=== About this exercise ===
Every single entry that follows must be copied exactly.

=== Listed entries ===

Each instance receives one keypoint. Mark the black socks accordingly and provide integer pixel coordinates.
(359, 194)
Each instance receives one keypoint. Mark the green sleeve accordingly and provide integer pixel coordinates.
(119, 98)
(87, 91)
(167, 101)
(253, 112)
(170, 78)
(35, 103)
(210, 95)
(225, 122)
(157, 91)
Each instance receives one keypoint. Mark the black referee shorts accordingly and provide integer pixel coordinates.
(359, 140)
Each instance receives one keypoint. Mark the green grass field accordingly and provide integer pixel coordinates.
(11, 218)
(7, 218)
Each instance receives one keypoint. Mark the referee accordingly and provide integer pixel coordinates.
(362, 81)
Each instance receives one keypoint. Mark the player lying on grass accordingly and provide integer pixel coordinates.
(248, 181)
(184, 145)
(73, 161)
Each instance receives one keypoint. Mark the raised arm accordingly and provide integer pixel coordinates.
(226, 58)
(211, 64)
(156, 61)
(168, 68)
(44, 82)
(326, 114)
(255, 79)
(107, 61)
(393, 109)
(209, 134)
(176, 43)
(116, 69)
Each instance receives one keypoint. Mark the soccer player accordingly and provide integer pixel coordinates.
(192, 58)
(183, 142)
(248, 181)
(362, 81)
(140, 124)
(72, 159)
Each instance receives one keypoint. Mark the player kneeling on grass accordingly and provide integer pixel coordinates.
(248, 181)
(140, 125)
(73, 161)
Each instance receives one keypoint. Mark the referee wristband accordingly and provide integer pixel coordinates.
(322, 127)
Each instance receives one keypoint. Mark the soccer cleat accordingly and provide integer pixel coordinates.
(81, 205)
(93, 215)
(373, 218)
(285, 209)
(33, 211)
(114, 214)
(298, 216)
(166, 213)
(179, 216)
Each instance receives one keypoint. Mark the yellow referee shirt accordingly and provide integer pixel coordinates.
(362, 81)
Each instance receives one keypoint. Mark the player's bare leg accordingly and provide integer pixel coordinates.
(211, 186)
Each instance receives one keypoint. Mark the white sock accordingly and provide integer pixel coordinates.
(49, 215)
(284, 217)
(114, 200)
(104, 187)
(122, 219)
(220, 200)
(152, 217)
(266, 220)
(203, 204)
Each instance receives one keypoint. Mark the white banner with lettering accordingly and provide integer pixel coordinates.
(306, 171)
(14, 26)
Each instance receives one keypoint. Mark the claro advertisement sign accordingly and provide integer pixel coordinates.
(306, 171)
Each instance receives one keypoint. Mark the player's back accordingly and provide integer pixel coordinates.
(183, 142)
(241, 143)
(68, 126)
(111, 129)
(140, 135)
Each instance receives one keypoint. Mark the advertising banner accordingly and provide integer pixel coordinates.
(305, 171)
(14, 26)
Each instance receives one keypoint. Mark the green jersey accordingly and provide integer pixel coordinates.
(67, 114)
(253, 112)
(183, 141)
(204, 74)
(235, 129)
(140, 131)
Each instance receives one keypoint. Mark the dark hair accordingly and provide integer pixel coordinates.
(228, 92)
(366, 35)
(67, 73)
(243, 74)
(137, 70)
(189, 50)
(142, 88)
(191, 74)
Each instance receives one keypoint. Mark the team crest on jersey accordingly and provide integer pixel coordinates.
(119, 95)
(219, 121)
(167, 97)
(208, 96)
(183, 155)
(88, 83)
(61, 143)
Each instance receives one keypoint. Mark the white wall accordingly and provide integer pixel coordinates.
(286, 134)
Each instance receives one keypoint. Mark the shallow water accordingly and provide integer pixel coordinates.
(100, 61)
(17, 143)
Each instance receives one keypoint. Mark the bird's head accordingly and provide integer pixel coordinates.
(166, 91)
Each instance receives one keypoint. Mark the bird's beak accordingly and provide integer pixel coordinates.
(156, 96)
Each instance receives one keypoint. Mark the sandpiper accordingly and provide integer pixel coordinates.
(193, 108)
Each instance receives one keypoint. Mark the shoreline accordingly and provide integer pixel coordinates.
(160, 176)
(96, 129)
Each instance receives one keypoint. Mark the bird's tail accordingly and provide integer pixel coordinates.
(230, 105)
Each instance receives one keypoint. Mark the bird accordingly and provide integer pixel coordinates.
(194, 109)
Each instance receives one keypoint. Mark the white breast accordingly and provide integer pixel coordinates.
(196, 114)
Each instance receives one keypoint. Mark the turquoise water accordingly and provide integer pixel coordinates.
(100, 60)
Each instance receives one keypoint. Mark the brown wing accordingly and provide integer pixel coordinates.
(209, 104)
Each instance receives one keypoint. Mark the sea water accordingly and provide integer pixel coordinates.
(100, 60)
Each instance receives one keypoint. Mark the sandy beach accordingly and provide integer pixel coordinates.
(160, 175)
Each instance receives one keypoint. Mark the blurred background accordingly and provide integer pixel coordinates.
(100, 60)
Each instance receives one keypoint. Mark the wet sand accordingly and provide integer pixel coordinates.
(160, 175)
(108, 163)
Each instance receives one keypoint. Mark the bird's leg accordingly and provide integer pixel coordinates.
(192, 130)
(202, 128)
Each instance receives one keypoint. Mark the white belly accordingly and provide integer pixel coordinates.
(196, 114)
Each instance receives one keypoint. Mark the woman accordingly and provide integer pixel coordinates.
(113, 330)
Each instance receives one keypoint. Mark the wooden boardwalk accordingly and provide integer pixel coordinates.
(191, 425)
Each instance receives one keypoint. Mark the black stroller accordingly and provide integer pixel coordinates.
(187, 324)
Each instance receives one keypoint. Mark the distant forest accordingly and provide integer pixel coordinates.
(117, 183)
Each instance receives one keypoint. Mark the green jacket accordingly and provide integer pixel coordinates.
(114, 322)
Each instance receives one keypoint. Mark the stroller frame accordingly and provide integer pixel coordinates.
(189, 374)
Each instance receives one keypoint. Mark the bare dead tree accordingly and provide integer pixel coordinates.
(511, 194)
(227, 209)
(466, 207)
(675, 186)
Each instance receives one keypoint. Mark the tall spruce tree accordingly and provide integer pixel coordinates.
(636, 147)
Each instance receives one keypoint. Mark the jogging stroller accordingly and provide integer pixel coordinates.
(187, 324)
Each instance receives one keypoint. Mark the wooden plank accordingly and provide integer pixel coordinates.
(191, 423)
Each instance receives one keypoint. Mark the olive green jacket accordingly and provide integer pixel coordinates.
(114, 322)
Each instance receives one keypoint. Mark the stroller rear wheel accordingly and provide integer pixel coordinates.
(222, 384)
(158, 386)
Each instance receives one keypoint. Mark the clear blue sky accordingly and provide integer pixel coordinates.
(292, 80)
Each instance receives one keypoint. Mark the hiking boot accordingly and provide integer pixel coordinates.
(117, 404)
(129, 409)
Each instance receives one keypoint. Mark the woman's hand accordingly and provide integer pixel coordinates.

=== Expected answer ===
Each instance receives one keypoint. Mark the black socks accordingly and provide integer pixel coordinates.
(359, 194)
Each instance receives one keypoint. Mark the green sleeve accordingly and provide integer pixel coordinates.
(119, 98)
(87, 91)
(167, 101)
(253, 112)
(170, 78)
(35, 103)
(210, 95)
(225, 122)
(157, 91)
Each instance receives one keypoint. Mark the black referee shorts accordingly and provide integer pixel coordinates.
(359, 140)
Each instance receives one keypoint. Mark the green grass field accordingly and provide integer pixel coordinates.
(11, 218)
(7, 218)
Each instance receives one keypoint. Mark the referee accordingly and provide integer pixel coordinates.
(362, 81)
Each instance receives one keypoint. Mark the player lying on grass accordingly and provide integer pixel coordinates.
(248, 181)
(184, 145)
(73, 161)
Each instance receives one keypoint. Mark the raised arm accordingly and provide integer pixel coordinates.
(226, 58)
(211, 64)
(156, 61)
(168, 68)
(44, 82)
(326, 114)
(255, 79)
(107, 61)
(393, 109)
(209, 134)
(176, 43)
(116, 69)
Each instance receives one keypoint. Mark the soccer player accordingly and provide integer pixel coordinates.
(192, 58)
(183, 142)
(248, 181)
(362, 81)
(140, 124)
(72, 159)
Each instance receives one keypoint. Mark the player kneeling on grass accordingly and provide integer pixel coordinates.
(248, 181)
(140, 125)
(73, 161)
Each instance receives one keypoint. Mark the referee wristband accordingly and provide integer pixel coordinates.
(322, 127)
Each instance receives one keypoint. Mark the soccer cleat accordingly and provide integer pixel coordinates.
(81, 205)
(93, 215)
(373, 218)
(285, 209)
(33, 211)
(114, 214)
(298, 216)
(166, 213)
(179, 216)
Each instance receives one keypoint. Mark the yellow referee shirt accordingly and provide integer pixel coordinates.
(362, 81)
Each instance receives one keypoint. Mark the player's bare leg accordingly and provide integer pixel coordinates.
(211, 186)
Each instance receives one keypoint. Mark the white sock accordingly and provide integer pixel coordinates.
(49, 215)
(284, 217)
(114, 200)
(104, 187)
(122, 219)
(220, 200)
(152, 217)
(266, 220)
(203, 204)
Each instance receives one keypoint. Mark the white banner with lettering accordingly and provide integer pixel coordinates.
(306, 171)
(14, 26)
Each instance receives one keypoint. Mark the claro advertisement sign accordingly and provide integer pixel coordinates.
(306, 171)
Each instance receives one keypoint. Mark the player's back accordingly and provide integer pixel coordinates.
(183, 142)
(241, 143)
(68, 126)
(111, 129)
(140, 135)
Each instance receives one keypoint. Mark the advertising banner accordingly and provide integer pixel coordinates.
(305, 171)
(14, 26)
Each instance receives one keypoint. Mark the green jersey accordingly and provide integer pixel coordinates.
(67, 114)
(253, 112)
(183, 141)
(204, 74)
(235, 129)
(140, 131)
Each instance receives one keypoint. Mark the dark hair accordingly and provide integer pixel coordinates.
(228, 92)
(366, 35)
(67, 73)
(243, 74)
(137, 70)
(189, 50)
(142, 88)
(191, 74)
Each instance receives one keypoint. Mark the team crest on jersey accordingly and provide integer pixel coordinates.
(119, 95)
(219, 121)
(167, 97)
(208, 96)
(183, 155)
(88, 83)
(61, 143)
Each instance receives one keypoint. Mark the white wall accordingly and provide integer pixel coordinates.
(286, 134)
Each instance receives one keypoint. Mark the shallow water accordingly and provide integer pixel coordinates.
(100, 61)
(17, 143)
Each instance receives one keypoint. Mark the bird's head accordingly and provide integer pixel coordinates.
(166, 91)
Each instance receives one keypoint. Mark the bird's beak accordingly and provide integer pixel coordinates.
(156, 96)
Each instance receives one keypoint. Mark the sandpiper accordingly and provide integer pixel coordinates.
(193, 108)
Each instance receives one keypoint. Mark the shoreline accordingly and provide integer pixel coordinates.
(160, 176)
(96, 129)
Each instance receives one keypoint. Mark the bird's tail accordingly and provide integer pixel coordinates.
(230, 105)
Each instance receives one keypoint. Mark the bird accordingly and provide integer pixel coordinates.
(194, 109)
Each instance receives one keypoint. Mark the white breast accordingly and provide integer pixel coordinates.
(196, 114)
Each instance receives one keypoint. Mark the turquoise water accordingly and provide integer pixel coordinates.
(100, 60)
Each instance receives one keypoint. Mark the brown wing accordingly and provide integer pixel coordinates.
(209, 104)
Each instance receives one keypoint. Mark the sea water accordingly and provide integer pixel coordinates.
(100, 60)
Each instance receives one keypoint. Mark the sandy beach accordingly and provide integer pixel coordinates.
(160, 175)
Each instance receives one keypoint. Mark the blurred background accordingly and provide integer pixel coordinates.
(100, 60)
Each instance receives one keypoint. Mark the wet sand accordingly and provide integer pixel coordinates.
(160, 175)
(108, 163)
Each instance receives one keypoint. Mark the bird's leg accordingly and provide integer pixel coordinates.
(192, 130)
(202, 128)
Each instance receives one keypoint. Mark the white belly accordingly and provide integer pixel coordinates.
(196, 114)
Each instance receives one keypoint. Mark the woman accordingly and provide integer pixel coordinates.
(113, 330)
Each instance receives one keypoint. Mark the wooden boardwalk accordingly and provide integer pixel coordinates.
(191, 425)
Each instance receives one keypoint. Mark the black stroller accordingly and provide integer pixel coordinates.
(187, 324)
Each instance receives one keypoint. Mark the distant forest accordingly and provide integer pixel coordinates.
(117, 183)
Each instance receives one keypoint. Mark the green jacket accordingly and provide integer pixel coordinates.
(114, 322)
Each instance receives one keypoint. Mark the stroller frame accordingly and provide integer pixel coordinates.
(189, 374)
Each instance receives one keypoint. Mark the bare dead tree accordingly and provide integer pixel coordinates.
(511, 194)
(227, 209)
(466, 207)
(675, 186)
Each instance receives one keypoint. Mark the tall spruce tree accordingly and provide integer pixel coordinates.
(636, 147)
Each instance receives one keypoint. Mark the jogging stroller accordingly and provide integer pixel coordinates.
(187, 324)
Each instance receives one keypoint. Mark the wooden plank accordingly and provide integer pixel coordinates.
(191, 423)
Each instance receives one keypoint. Mark the olive green jacket accordingly and provide integer pixel coordinates.
(114, 322)
Each instance receives one keypoint. Mark the stroller rear wheel accordingly and provide integer pixel coordinates.
(222, 384)
(158, 386)
Each instance receives one keypoint. Mark the clear blue sky accordingly and provide integer pixel coordinates.
(292, 80)
Each instance receives one keypoint. Mark the hiking boot accordingly and provide integer pixel coordinates.
(117, 404)
(129, 409)
Each instance receives one keypoint. Mark the woman's hand accordingly and provide integer pixel coordinates.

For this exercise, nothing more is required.